▶ **EXERCISE AIM**:
Copy all lines holding the word "prompts" from the entries.

_ _ _ _ _ _ _

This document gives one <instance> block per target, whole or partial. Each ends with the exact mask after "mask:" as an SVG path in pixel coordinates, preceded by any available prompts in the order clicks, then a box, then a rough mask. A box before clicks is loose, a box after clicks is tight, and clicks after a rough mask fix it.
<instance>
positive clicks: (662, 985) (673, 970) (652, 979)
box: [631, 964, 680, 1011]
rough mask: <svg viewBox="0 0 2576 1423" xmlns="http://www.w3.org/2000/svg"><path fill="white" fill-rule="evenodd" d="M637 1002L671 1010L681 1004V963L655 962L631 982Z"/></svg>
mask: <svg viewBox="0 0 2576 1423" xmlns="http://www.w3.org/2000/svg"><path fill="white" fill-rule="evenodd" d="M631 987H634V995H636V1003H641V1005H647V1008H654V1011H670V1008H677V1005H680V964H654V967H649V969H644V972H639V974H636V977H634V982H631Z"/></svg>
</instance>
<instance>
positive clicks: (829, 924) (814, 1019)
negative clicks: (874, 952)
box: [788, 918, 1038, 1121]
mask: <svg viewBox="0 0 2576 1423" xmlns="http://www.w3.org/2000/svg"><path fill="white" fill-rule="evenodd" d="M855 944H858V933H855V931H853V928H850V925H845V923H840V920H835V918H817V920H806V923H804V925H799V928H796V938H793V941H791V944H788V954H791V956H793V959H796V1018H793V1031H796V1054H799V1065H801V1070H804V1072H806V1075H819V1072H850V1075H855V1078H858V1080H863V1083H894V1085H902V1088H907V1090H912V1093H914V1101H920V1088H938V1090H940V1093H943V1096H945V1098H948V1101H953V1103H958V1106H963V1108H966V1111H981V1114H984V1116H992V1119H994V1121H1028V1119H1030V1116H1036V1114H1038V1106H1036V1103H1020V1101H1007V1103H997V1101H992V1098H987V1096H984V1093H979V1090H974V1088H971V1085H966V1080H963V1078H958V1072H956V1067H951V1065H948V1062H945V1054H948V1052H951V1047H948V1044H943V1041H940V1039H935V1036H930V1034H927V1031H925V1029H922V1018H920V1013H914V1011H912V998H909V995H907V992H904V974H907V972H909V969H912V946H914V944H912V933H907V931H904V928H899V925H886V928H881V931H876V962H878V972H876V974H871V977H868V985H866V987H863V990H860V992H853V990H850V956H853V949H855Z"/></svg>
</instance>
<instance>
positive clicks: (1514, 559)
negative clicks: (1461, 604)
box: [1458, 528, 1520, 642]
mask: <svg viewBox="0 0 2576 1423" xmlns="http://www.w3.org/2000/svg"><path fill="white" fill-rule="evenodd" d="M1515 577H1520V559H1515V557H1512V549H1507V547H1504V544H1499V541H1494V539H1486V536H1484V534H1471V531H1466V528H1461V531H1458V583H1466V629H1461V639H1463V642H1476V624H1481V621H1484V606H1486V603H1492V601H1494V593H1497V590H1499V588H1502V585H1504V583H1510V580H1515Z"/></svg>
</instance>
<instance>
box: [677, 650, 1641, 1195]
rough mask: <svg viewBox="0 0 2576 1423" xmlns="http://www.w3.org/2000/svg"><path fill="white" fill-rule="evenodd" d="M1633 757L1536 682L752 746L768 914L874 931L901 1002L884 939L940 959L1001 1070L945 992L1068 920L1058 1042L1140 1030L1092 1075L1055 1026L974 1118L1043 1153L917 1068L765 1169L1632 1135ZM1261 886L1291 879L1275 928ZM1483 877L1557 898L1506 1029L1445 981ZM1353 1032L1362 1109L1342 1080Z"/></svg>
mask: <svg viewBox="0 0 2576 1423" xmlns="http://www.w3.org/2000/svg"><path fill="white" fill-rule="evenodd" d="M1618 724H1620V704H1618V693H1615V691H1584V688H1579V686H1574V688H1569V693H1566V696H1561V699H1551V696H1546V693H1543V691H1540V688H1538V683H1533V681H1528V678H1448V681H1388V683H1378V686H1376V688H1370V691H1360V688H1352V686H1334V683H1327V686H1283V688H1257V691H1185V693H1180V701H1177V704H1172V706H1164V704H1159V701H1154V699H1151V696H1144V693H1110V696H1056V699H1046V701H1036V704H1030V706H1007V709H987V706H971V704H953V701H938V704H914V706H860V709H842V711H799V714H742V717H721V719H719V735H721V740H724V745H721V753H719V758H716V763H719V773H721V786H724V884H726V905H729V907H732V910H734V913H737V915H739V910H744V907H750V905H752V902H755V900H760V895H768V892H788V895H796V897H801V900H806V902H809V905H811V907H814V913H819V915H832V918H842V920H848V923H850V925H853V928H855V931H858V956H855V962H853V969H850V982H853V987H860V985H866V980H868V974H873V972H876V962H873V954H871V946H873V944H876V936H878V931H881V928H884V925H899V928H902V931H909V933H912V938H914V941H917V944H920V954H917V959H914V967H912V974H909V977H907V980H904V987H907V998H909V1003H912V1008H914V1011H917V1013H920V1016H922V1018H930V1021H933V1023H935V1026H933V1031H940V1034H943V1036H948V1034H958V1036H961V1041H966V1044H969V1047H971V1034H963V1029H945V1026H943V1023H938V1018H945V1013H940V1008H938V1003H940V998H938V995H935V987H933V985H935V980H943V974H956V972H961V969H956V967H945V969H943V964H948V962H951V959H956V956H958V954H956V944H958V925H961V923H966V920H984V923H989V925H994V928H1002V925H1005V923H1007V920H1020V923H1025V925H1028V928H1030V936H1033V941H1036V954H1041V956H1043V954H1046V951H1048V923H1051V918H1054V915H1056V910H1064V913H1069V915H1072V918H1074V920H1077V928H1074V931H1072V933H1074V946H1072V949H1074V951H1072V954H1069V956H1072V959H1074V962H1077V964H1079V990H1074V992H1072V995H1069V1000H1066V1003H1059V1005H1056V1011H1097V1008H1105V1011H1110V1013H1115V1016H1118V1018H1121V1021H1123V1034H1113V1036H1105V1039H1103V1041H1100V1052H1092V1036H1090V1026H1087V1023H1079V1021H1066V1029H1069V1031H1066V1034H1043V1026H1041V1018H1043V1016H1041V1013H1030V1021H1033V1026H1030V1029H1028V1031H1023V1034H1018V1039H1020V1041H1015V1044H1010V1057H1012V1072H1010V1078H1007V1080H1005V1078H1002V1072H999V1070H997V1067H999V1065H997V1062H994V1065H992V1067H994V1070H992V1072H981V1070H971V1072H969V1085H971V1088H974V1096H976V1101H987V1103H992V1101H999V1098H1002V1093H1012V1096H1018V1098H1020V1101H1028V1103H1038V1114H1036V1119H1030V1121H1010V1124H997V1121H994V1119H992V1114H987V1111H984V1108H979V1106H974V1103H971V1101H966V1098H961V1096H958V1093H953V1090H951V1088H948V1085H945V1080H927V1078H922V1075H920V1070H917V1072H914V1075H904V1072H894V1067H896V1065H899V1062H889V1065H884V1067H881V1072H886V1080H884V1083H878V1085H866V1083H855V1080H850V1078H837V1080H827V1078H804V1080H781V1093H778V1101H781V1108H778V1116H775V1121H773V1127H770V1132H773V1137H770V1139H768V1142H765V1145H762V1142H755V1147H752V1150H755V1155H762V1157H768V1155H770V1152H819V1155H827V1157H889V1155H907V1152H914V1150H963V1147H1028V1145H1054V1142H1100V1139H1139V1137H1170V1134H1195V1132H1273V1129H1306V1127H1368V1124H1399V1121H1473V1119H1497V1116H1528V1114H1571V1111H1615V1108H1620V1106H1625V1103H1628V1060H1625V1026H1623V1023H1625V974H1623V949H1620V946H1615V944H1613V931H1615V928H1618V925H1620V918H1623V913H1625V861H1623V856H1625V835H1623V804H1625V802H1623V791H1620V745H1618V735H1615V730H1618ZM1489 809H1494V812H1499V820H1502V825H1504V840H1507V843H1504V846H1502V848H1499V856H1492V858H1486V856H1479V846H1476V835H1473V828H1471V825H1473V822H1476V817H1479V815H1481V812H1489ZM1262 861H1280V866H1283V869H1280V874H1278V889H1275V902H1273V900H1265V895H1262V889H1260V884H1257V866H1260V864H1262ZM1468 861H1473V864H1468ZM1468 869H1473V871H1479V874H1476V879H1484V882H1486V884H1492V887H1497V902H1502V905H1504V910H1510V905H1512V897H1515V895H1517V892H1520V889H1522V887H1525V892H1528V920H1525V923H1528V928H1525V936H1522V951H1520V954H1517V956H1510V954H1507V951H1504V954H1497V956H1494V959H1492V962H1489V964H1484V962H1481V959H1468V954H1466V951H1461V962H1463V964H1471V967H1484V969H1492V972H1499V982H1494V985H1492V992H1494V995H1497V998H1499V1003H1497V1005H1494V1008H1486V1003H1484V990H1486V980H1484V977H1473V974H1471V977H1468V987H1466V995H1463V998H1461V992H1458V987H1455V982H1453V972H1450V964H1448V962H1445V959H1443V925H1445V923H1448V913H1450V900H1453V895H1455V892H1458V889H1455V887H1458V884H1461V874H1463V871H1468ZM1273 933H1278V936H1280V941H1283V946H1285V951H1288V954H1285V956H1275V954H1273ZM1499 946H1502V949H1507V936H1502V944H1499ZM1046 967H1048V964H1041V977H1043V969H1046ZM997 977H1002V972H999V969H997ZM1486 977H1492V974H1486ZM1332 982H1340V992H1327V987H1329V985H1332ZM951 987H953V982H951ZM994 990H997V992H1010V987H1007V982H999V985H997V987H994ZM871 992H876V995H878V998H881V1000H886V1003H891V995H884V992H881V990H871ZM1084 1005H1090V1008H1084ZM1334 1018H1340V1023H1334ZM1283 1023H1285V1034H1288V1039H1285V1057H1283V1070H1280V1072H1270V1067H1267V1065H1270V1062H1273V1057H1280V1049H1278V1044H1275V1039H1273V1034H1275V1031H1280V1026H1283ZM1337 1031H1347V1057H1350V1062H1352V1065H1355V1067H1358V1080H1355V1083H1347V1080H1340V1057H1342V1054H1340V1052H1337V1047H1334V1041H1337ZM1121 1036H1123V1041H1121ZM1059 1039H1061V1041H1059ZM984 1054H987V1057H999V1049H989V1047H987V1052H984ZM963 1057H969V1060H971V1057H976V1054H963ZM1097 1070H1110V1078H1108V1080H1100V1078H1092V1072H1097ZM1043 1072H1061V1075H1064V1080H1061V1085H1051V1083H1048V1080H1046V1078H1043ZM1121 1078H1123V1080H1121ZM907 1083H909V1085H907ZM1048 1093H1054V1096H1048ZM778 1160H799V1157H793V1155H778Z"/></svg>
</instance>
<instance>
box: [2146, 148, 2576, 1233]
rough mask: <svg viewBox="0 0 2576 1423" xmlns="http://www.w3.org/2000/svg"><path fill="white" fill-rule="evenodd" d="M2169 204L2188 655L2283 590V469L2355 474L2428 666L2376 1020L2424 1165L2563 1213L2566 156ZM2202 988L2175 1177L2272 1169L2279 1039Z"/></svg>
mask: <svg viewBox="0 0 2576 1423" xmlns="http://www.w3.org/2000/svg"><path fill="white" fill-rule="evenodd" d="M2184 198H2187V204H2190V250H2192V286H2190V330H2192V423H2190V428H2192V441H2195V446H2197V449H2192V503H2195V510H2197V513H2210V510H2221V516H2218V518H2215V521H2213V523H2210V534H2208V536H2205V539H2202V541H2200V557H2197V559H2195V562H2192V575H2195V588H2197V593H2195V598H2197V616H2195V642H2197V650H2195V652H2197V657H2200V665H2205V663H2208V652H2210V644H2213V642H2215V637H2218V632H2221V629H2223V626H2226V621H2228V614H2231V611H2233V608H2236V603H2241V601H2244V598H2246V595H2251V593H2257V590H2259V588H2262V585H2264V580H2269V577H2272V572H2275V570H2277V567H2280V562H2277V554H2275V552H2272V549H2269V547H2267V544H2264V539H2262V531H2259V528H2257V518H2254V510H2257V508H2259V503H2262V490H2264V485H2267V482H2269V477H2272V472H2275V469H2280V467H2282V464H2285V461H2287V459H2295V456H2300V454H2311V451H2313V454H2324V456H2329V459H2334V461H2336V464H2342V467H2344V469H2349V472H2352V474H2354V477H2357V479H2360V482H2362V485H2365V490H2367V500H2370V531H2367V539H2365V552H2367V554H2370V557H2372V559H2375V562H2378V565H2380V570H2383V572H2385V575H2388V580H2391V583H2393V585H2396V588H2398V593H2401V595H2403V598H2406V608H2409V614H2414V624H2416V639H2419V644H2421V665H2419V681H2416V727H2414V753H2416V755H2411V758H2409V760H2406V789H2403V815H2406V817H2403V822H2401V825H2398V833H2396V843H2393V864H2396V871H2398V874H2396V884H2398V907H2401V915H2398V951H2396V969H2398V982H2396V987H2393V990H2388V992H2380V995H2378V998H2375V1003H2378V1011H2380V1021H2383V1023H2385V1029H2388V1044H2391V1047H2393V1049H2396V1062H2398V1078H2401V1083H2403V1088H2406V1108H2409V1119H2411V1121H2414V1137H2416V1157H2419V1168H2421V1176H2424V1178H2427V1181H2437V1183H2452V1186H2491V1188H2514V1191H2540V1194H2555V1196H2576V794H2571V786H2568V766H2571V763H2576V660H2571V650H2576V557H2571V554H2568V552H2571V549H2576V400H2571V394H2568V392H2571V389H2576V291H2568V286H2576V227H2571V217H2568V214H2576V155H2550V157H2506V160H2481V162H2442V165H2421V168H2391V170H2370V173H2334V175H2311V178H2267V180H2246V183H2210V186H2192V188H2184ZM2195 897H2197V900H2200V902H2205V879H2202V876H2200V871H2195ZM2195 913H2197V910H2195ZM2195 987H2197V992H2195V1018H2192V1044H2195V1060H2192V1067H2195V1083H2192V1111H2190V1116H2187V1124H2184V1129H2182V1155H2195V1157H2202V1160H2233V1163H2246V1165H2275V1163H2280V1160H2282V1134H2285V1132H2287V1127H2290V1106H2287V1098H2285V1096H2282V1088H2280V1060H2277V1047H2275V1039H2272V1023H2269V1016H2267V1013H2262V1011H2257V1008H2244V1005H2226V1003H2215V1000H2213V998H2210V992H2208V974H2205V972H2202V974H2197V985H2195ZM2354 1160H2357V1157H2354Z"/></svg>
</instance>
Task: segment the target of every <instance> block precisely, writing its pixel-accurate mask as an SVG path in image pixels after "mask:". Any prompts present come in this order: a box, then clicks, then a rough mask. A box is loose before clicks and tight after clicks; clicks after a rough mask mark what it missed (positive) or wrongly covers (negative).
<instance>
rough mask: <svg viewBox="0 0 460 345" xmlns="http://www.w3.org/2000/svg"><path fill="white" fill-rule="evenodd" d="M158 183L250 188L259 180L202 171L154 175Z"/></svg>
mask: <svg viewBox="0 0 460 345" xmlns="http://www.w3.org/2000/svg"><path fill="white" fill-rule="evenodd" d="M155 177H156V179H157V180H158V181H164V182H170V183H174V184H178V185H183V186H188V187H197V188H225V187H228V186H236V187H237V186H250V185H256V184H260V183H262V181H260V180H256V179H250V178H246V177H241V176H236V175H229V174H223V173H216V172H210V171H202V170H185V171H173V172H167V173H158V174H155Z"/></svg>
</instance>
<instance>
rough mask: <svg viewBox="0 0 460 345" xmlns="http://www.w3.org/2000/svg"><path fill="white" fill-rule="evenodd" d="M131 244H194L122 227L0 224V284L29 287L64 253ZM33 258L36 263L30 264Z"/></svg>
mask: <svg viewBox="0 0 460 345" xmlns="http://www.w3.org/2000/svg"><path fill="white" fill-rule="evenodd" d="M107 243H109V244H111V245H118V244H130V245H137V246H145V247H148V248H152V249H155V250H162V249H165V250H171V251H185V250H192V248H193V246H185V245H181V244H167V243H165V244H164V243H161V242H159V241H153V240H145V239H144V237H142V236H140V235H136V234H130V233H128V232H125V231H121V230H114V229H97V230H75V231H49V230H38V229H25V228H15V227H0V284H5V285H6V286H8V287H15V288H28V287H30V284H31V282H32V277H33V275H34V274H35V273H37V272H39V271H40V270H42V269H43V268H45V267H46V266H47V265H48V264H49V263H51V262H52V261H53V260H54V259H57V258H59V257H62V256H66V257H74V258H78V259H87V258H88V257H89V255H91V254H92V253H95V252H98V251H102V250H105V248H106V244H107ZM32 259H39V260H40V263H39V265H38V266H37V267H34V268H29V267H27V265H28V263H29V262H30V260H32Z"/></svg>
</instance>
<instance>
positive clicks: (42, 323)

_ _ _ _ _ _ _

▶ **SOLUTION BELOW**:
This document gives one <instance> block per target, whole or partial. Each ends with the exact mask after "mask:" as an SVG path in pixel coordinates, preceded by any available prompts in the order clicks, then a box, then a rough mask. A box before clicks is loose, a box after clicks is tight, and clicks after a rough mask fix it.
Task: segment the target of every <instance> block precisely, writing its pixel-accurate mask as an SVG path in image pixels after "mask:". Any prompts present come in this order: a box, then clicks, then a rough mask. A box is loose before clicks and tight after clicks; clicks after a rough mask mark what it missed (positive) or wrongly covers (negative).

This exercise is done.